--- EXCERPT TO READ ---
---

UNH scientists to build device for detecting contraband radioactive material
Researchers at the University of New Hampshire's Space Science Center (SSC), in partnership with Michigan Aerospace Corporation, have been contracted by the federal Defense Threat Reduction Agency (DTRA) to build a highly sensitive instrument that will detect illicit radioactive materials with pinpoint accuracy from a safe distance. Such materials, located in shipping ports, train stations, truck stops or warehouses, potentially could be used to make "dirty bombs" or associated with a nuclear device itself.
The one-year contract of $303,000 will include a realistic field test of the device's capabilities in 2012.
The Portable Neutron Spectroscope, or NSPECT for short, is a next-generation instrument based on those originally designed and built at the SSC for space-based missions studying high-energy neutrons and gamma rays emanating from the Sun and distant astronomical objects. NSPECT will have the capability to detect, make an image of, and identify hazardous and dangerous nuclear materials because such sources emit radiation similar to that in space. The device will be useful for security and proliferation deterrence, as well as for nuclear waste characterization and monitoring.
"This type of capability doesn't exist at the moment," says lead scientist James Ryan of the UNH Institute for the Study of Earth, Oceans, and Space and the department of physics. Ryan adds, "There are several designs in development in the U.S. but, basically, what people have to do now is go into a building or a container and fish around in hopes of finding the source. The expertise that has been acquired over many years in the space program can now be brought to bear on this problem to better find and locate nuclear bomb-making material."
DTRA is the U.S. Department of Defense's official combat support agency for countering weapons of mass destruction, and its programs include basic science research and development.
"The funding from DTRA enables us to significantly advance the NSPECT technology and accelerate its deployment," says Dominique Fourguette, chief technology officer at Michigan Aerospace. "One of our primary goals is to produce a robust instrument that can be put to use as quickly as possible," she adds.
To build the instrument, UNH is leveraging 40 years of experience conducting space-based neutron and gamma-ray detection, with university scientists and engineers developing all the related instrument hardware and software. Michigan Aerospace is responsible for the support engineering that will turn the bench-top instrument into a rugged field-deployable device equipped with a nimble graphical user interface and live video imaging capability.

---

--- INFORMATION PROVIDED ---
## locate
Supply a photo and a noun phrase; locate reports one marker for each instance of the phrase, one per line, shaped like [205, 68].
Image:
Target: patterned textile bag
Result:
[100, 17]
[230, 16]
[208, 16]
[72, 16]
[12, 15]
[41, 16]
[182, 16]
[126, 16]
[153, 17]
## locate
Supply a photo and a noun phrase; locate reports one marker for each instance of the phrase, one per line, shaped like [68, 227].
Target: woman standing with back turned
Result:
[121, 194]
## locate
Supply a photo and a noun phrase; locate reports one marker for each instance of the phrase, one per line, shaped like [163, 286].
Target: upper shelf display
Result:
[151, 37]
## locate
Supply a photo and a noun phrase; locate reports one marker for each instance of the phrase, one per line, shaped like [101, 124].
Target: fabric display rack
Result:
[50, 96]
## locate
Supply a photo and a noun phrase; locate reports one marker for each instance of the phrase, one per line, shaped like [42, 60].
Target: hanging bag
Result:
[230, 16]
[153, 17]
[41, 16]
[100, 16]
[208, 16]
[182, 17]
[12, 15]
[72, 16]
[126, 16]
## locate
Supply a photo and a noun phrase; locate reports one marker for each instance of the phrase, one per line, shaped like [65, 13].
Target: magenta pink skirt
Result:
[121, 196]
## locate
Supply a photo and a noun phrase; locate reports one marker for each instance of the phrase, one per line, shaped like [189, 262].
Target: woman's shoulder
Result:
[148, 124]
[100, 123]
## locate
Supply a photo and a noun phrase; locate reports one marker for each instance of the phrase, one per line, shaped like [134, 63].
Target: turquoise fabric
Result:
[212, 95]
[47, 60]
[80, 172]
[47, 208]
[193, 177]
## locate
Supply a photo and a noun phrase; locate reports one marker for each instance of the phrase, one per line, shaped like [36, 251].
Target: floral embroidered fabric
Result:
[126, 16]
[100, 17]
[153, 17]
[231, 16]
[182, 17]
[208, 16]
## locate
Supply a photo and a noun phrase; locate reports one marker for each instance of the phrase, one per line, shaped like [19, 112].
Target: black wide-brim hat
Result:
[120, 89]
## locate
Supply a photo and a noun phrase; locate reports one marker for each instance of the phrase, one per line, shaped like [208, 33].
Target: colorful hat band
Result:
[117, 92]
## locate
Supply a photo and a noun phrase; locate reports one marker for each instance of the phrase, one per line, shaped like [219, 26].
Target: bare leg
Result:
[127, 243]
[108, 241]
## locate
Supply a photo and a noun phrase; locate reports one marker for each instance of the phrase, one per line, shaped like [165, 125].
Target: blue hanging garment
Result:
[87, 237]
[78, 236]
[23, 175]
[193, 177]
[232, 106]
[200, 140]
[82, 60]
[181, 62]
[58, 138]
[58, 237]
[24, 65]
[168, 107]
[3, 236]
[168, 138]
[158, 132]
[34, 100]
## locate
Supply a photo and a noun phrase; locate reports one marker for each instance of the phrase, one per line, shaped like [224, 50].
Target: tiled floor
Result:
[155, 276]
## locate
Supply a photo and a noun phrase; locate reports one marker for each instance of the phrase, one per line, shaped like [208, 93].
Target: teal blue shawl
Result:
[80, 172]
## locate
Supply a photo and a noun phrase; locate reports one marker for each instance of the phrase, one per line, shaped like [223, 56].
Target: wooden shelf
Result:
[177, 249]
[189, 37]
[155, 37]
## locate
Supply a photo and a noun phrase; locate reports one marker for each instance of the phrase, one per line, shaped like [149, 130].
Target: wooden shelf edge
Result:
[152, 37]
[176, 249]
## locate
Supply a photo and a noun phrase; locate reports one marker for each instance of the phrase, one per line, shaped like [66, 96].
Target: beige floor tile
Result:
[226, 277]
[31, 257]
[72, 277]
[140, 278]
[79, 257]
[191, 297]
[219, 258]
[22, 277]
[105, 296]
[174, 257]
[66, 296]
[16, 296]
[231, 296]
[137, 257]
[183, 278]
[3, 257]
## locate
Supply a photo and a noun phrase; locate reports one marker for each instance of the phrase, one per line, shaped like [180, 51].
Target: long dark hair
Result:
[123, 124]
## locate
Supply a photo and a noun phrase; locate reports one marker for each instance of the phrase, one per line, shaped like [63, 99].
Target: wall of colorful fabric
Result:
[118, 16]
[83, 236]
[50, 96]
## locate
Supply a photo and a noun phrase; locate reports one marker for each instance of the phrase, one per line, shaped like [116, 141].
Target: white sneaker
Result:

---

--- LIST OF TASKS ---
A. In the stretch of the UNH detector article from "The one-year contract" through "characterization and monitoring.", change "Portable Neutron Spectroscope" to "Portable Neutron Spectrometer" and give that stretch again.
B. Write the next part of the article about the UNH instrument for detecting contraband radioactive material, picking up after its last sentence.
The lines have no connection to the article about the UNH radiation detector.

--- ANSWER SET ---
A.
The one-year contract of $303,000 will include a realistic field test of the device's capabilities in 2012.
The Portable Neutron Spectrometer, or NSPECT for short, is a next-generation instrument based on those originally designed and built at the SSC for space-based missions studying high-energy neutrons and gamma rays emanating from the Sun and distant astronomical objects. NSPECT will have the capability to detect, make an image of, and identify hazardous and dangerous nuclear materials because such sources emit radiation similar to that in space. The device will be useful for security and proliferation deterrence, as well as for nuclear waste characterization and monitoring.

B.
NSPECT will have the capability to detect both gamma rays and neutrons but it is the neutron detection that is of greatest interest to DTRA.
Unlike other forms of radiation, such as gamma rays, penetrating neutron emission is very uncommon and neutrons are by their nature resistant to detection and defy easy imaging. Indeed, for every one neutron that can be detected 10,000 hurtle past unseen. And when detection is achieved, extracting any meaningful information about the particle is challenging. And therein lies the key to the neutron detector.
While a Geiger counter simply clicks at a higher rate the closer it is to a source of radiation and cannot filter out the ever-present background radiation, the neutron camera discreetly records every neutron that interacts with the instrument and puts each one in a specific "bucket" based on what direction that neutron came from. The buckets are then emptied and, using software developed at SSC, the instrument "focuses" the neutrons into a coherent picture, emerging just like an image in a Polaroid snapshot.
"You need a complicated instrument that allows you to follow the neutron and give you information about its velocity and the direction it's coming from," says Ryan. "Our instrument will be very sensitive, and when it detects these neutrons it will be able to construct images of the emission pattern and report the neutron spectrum, which in turn will allow us to nail down what type of nuclear material we're dealing with."
He adds that, unlike gamma rays, which if detected would alert authorities to something like radioactive medical waste that could be used to construct a dirty bomb, "If you were to get a neutron signal at some port, for example, you'd bring everything to a halt because what you're potentially dealing with there is someone trying to smuggle in material for a nuclear device, or a nuke itself."